*PROBLEM DETAILS:* Reproduce the material below word for word, keeping every line in its original order, but leave out the pictures.

*INPUT ROWS:*
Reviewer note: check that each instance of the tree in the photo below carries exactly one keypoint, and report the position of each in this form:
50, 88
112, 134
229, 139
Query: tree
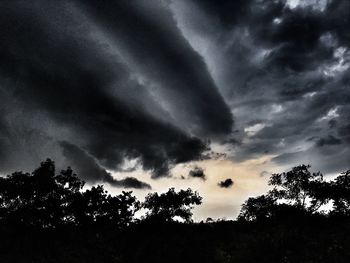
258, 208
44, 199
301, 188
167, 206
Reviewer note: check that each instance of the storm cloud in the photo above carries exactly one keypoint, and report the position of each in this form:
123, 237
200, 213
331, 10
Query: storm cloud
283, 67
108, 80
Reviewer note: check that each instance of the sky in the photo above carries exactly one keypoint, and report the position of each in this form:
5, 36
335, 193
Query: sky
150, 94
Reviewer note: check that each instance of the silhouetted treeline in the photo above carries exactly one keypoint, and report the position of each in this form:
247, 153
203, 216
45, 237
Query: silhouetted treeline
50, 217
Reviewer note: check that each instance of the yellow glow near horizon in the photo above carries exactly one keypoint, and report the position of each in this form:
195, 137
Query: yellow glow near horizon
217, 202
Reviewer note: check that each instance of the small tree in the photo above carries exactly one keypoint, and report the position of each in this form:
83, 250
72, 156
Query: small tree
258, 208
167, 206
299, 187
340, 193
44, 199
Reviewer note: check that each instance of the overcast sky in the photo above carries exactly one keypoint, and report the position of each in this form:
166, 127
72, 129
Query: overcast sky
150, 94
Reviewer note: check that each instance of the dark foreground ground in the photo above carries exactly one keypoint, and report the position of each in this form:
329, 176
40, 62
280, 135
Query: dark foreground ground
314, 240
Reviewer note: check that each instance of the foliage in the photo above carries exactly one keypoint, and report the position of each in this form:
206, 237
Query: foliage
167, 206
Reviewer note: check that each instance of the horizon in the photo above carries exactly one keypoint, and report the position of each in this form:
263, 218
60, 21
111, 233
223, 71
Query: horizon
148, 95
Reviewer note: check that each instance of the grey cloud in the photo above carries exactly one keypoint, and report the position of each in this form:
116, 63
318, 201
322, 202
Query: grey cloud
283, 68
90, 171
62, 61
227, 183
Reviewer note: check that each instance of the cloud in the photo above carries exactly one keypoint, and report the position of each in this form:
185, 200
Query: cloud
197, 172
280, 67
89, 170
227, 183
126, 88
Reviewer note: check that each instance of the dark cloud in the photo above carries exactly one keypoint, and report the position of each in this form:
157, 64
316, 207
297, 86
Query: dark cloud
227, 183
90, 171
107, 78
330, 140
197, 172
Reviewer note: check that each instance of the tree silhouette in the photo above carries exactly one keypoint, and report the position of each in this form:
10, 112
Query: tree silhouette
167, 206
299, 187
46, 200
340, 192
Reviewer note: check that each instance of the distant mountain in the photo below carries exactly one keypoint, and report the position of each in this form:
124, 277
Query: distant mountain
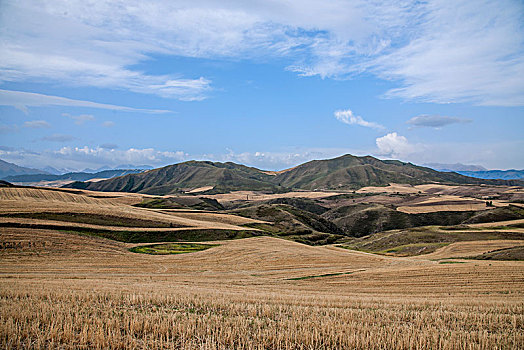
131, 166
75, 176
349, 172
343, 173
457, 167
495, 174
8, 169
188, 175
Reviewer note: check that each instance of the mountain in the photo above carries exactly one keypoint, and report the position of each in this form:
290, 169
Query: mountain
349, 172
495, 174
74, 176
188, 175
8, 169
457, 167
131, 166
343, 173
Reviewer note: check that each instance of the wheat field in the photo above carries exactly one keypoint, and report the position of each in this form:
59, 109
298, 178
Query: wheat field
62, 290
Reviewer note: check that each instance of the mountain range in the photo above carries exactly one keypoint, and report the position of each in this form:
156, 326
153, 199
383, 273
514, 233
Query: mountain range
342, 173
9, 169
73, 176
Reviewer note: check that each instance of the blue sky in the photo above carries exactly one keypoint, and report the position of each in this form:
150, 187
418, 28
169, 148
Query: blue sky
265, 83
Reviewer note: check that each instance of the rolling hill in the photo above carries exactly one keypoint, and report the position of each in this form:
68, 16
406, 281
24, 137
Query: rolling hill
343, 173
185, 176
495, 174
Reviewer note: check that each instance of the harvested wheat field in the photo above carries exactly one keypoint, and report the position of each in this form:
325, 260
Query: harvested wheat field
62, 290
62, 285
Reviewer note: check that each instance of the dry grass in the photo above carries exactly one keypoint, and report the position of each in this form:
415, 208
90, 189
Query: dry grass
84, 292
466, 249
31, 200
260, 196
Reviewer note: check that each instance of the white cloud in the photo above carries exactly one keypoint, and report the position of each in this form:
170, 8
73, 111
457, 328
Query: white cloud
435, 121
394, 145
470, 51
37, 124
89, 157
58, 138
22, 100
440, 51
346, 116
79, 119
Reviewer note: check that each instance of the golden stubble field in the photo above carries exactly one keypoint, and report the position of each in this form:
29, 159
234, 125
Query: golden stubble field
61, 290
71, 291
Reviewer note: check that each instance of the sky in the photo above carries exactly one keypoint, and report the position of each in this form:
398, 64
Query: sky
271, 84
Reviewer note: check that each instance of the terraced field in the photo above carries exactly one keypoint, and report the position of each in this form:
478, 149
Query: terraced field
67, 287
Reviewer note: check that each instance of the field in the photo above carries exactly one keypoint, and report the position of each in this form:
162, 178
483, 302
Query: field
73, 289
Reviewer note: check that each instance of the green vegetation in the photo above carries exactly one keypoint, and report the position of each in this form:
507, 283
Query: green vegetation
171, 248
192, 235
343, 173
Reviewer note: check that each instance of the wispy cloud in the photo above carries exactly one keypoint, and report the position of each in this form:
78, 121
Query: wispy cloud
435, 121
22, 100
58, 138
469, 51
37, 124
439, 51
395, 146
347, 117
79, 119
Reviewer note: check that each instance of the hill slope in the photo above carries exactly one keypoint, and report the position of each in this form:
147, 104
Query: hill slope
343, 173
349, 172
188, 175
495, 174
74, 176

*TASK ANSWER:*
Reviewer note: check that each instance of the tree in the photo below carries exactly one keypoint, and report the position of each in this form:
50, 88
112, 134
229, 139
Query: tree
258, 208
44, 199
301, 188
167, 206
Reviewer note: check that each instance of the storm cloud in the photo above carries exactly one keypoint, and report the position of each in this form:
123, 237
200, 213
331, 10
Query: storm cloud
283, 67
108, 80
Reviewer note: check that each instance of the sky in the photo above carries exactly one keypoint, and report the position of each in this form:
5, 36
335, 193
Query: sky
150, 94
Reviewer note: check that each instance of the silhouetted treeline in the photo above carries exactly one keypoint, and report the position of each in this form:
247, 153
203, 216
45, 237
Query: silhouetted treeline
50, 217
Reviewer note: check that each instance of the yellow glow near horizon in the photo above carries exactly one keypoint, and report the position of each in this form:
195, 137
Query: yellow glow near horizon
217, 202
Reviewer note: check that each instance of the small tree in the photo above carries exactly one keypoint, and report the position of each in this form:
83, 250
72, 156
Query: small tree
258, 208
167, 206
299, 187
340, 193
44, 199
Reviewer note: check that each instance of the overcast sky in the photo above carries exactly one keypoint, and report the position of each in this form:
166, 127
72, 129
Query: overcast sky
150, 94
Reviewer note: check that each instance of the dark foreground ground in the photo above carries exactly one keypoint, and report the position of each in this form:
329, 176
40, 62
280, 135
Query: dark foreground ground
314, 240
Reviewer note: check that each instance of the foliage in the photo above carries exactly one keypoint, and report the position of each in this form:
206, 237
Query: foliage
167, 206
Reviewer note: check that each instance of the horizon in the photo above carries exactly one keypoint, and report the position of each in this form:
263, 218
60, 21
111, 233
223, 71
Query: horizon
148, 95
Reviewer note: check that each instance of the grey cloud in the photo above carries exactly one keypoint, and report the position of each in this form:
116, 63
318, 201
322, 202
Query: grey cloud
283, 68
90, 171
62, 61
227, 183
Reviewer note: check that each instance of the cloud in the photo above carries exactly one keypoint, and report the position of each in this form:
185, 200
Query: cloud
197, 172
280, 67
89, 170
227, 183
126, 88
Reviewer note: check that each instance of the dark cloud in the photo above carries exactly one keypoint, and report the position of each in this form:
157, 64
316, 207
297, 86
Query: dark cloud
227, 183
90, 171
107, 78
330, 140
197, 172
Reviewer note: check that each instance of the tree silhouette in the photo above carries exactly one keypoint, and report the position of each in this form:
10, 112
Query: tree silhouette
167, 206
299, 187
46, 200
340, 192
Reviewer note: check that each instance of the distant mountain in the photo below carries exactly one keypoint, and report the position of each in this form:
124, 277
Query: distant mountain
131, 166
75, 176
349, 172
343, 173
457, 167
495, 174
8, 169
188, 175
Reviewer note: check that each instance of the mountain in the photo above carries exactly one keypoint, and report the position of each in this form:
290, 169
Query: mountain
349, 172
495, 174
74, 176
188, 175
8, 169
457, 167
131, 166
343, 173
Reviewer note: check that each instance of the wheat field in the photo above carries exactly one keypoint, and report the position of each in this form:
59, 109
298, 178
Query: wheat field
62, 290
Reviewer note: check that each instance of the mountain range in the photo above carries exactly one keypoint, and report the position of each in this form:
156, 326
153, 199
383, 273
514, 233
Query: mountain range
342, 173
9, 169
73, 176
Reviewer note: check that each instance of the blue sky in the photo above carries exactly one keypoint, and report the position of each in this form:
150, 187
418, 28
169, 148
Query: blue sky
265, 83
Reviewer note: check that each instance of the rolling hill in the photo above carries exactly one keypoint, and report the position of each in this form:
68, 16
406, 281
24, 137
Query: rolling hill
343, 173
185, 176
495, 174
Reviewer note: check that each instance of the harvested wheat field in the photo above carries exactly one keypoint, and report the position of each in this form:
325, 260
Query: harvested wheat field
62, 290
62, 285
Reviewer note: check that each instance of the dry grass in the photo above carries exactly one keypoint, and report the position of each in this form:
415, 208
90, 189
Query: dry grass
84, 292
466, 249
31, 200
260, 196
Reviewer note: check that each instance of the white cloud in the photo above carries exactly one keypoint, and report the position of each in this form:
170, 8
73, 111
457, 328
Query: white cloud
435, 121
394, 145
470, 51
37, 124
89, 157
58, 138
22, 100
440, 51
346, 116
79, 119
Reviewer note: check that each instance of the golden stubble field in the photo above carries exactly one keypoint, and report the position of each in this form:
29, 159
234, 125
Query: golden stubble field
61, 290
71, 291
Reviewer note: check that each instance of the sky in the photo above carries exactly one keypoint, and report the position of each in this form:
398, 64
Query: sky
271, 84
Reviewer note: check that each instance of the terraced field in the photo above carries exactly one keypoint, and report the position of each in this form:
478, 149
Query: terraced field
67, 287
Reviewer note: check that each instance of the field in the photo above carries exactly one keypoint, and report the position of each in this form:
162, 178
483, 302
Query: field
73, 289
Reviewer note: check that each instance of the green vegetation in the photo above carries exactly one keypoint, and report the position of each in this form:
507, 283
Query: green vegetation
171, 248
192, 235
343, 173
Reviewer note: check that each instance of the wispy cloud in the photo above carries exactly one keypoint, and report the position of each in this form:
78, 121
Query: wispy cloud
435, 121
22, 100
58, 138
469, 51
37, 124
439, 51
395, 146
347, 117
79, 119
Reviewer note: check that each instance of the hill slope in the photo above carries exactly one keypoint, and report the position of each in this form:
147, 104
Query: hill slope
343, 173
349, 172
188, 175
495, 174
74, 176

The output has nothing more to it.